» **What you are asked to do**: Repeat exactly, and only, the lines from the one containing "Note to the class: point to the weathered" through the end of the records.

-- -- --

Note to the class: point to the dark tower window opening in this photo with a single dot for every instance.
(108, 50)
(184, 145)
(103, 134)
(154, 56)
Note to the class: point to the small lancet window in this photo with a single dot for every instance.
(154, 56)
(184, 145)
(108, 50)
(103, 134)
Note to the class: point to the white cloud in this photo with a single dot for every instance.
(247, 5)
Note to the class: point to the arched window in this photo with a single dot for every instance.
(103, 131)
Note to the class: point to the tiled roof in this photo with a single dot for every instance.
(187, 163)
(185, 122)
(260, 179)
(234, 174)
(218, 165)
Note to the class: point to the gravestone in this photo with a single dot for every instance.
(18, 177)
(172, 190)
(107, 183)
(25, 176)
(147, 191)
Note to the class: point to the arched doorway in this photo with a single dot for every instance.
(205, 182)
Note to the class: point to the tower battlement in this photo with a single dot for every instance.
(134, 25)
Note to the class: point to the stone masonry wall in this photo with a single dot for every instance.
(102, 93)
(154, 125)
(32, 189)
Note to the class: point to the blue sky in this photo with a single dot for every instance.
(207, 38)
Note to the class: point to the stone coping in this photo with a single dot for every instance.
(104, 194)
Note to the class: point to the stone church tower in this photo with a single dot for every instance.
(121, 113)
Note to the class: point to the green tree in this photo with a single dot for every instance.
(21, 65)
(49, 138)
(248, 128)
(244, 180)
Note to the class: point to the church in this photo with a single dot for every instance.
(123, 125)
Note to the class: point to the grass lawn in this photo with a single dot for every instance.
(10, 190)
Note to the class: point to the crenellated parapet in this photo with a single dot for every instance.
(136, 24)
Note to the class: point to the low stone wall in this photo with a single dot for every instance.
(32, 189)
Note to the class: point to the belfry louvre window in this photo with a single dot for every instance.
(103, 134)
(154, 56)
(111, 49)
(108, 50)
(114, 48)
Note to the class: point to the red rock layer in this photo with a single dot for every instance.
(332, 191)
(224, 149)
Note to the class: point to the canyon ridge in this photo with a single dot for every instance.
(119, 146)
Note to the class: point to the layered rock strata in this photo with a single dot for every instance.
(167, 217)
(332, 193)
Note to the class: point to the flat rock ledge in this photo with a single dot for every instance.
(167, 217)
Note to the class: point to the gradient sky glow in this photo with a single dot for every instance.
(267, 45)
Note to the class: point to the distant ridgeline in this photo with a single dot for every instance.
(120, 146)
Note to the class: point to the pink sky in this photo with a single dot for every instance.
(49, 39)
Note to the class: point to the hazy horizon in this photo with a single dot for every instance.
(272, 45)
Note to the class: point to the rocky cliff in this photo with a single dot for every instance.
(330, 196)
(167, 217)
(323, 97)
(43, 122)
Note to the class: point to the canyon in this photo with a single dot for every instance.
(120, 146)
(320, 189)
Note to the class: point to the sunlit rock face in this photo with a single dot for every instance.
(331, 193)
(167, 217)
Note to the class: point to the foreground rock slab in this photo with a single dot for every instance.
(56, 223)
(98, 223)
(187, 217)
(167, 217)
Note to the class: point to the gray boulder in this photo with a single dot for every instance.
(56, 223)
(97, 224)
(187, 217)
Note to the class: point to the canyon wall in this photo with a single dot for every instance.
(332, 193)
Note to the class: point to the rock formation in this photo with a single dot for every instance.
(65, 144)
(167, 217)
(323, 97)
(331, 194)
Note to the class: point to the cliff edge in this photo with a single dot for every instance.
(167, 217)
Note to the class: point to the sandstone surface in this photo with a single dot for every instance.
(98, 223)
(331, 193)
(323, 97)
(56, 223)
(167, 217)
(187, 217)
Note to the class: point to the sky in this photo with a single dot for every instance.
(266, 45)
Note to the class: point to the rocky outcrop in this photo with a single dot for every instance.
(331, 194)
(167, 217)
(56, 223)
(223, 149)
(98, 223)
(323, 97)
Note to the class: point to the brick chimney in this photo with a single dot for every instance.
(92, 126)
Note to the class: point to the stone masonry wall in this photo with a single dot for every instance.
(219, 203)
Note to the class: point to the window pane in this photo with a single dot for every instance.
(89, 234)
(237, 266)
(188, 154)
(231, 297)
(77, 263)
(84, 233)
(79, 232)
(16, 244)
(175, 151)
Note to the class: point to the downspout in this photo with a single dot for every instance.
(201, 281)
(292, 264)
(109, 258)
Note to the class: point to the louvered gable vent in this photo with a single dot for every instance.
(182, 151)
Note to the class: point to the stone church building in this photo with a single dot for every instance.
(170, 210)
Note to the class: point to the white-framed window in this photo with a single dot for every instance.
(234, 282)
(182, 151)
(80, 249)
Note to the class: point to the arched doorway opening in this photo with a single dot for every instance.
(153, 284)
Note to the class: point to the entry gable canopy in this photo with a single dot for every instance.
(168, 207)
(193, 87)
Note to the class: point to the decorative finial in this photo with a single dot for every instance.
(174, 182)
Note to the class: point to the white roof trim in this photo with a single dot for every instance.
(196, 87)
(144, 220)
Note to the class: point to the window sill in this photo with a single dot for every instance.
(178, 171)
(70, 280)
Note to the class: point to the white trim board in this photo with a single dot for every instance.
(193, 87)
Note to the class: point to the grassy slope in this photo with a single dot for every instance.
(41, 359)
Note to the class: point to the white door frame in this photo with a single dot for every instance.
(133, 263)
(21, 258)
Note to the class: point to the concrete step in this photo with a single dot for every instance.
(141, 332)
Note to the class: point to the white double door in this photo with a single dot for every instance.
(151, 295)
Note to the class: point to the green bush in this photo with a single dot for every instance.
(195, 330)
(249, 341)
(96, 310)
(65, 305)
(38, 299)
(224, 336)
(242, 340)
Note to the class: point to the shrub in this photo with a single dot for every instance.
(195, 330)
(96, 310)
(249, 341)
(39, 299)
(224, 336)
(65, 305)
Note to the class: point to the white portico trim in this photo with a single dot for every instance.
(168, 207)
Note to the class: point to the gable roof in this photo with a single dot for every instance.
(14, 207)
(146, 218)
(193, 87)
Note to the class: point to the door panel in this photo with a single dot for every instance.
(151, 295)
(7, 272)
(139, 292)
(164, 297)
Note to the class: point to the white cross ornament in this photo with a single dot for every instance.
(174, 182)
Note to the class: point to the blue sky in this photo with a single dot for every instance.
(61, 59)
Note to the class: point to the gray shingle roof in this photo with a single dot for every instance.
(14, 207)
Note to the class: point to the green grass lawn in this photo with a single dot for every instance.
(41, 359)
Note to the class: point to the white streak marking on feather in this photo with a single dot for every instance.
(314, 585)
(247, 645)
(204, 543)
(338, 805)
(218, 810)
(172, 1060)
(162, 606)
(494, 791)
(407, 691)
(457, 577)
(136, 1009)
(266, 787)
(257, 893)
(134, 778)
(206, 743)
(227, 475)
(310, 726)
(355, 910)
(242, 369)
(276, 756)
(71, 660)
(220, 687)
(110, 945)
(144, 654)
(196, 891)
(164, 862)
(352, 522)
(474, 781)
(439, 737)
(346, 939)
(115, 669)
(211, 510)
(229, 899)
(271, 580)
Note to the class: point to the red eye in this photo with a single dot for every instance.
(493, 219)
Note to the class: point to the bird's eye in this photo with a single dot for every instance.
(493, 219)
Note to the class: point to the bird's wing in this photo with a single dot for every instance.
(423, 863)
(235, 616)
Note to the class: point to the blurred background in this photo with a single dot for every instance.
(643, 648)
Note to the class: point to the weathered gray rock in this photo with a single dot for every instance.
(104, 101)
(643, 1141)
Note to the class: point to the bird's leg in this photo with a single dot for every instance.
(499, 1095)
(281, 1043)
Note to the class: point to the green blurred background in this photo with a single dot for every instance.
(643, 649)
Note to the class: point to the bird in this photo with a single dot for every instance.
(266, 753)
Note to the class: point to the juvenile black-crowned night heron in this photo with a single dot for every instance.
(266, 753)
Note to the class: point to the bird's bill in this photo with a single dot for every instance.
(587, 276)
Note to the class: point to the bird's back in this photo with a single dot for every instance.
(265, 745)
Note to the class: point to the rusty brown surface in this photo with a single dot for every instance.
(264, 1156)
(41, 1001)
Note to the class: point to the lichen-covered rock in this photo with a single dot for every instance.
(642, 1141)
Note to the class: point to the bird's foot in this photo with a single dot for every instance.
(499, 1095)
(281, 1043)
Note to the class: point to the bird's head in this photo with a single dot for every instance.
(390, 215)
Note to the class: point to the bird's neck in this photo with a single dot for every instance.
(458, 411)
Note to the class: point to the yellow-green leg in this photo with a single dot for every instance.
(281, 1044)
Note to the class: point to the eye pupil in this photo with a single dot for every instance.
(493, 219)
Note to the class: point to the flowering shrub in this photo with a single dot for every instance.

-- -- --

» **Solution for this task**:
Note to the class: point to the weathered gray rock in this photo with a single dot for every instance.
(104, 101)
(643, 1141)
Note to the class: point to the bird's leg in this photo with a single dot for every instance.
(499, 1095)
(281, 1043)
Note to the class: point to the green blurred background in this photo with a single dot for every instance.
(643, 649)
Note to the class: point to the bird in this photo with a single dot for every instance.
(266, 753)
Note to the class: point to the juvenile black-crowned night heron in this photo with a single dot for every instance.
(266, 753)
Note to the class: point to the bird's bill in this photo with a single dot for every instance.
(587, 276)
Note to the class: point to the bird's back in this photo with a single dot for every instance.
(265, 745)
Note to the class: point to the rusty brown surface in this photo with a single dot for every instance.
(264, 1156)
(41, 1001)
Note to the class: point to the lichen-covered rock in this photo with a single dot for every instance.
(642, 1141)
Note to the class: point to the bird's foot in this photo with a single dot for every instance.
(499, 1095)
(281, 1043)
Note to the class: point to the bird's head in this photo with a single dot for every instance.
(390, 215)
Note to the class: point to the bird's neck in this photo with a single dot for every instance.
(458, 411)
Note to the class: point to the yellow-green leg in this photo with a single dot for every instance.
(281, 1044)
Note to the class: point to the eye pupil in this photo with a single dot for every instance.
(493, 219)
Note to the class: point to the flowering shrub in this photo with a single dot for every instance.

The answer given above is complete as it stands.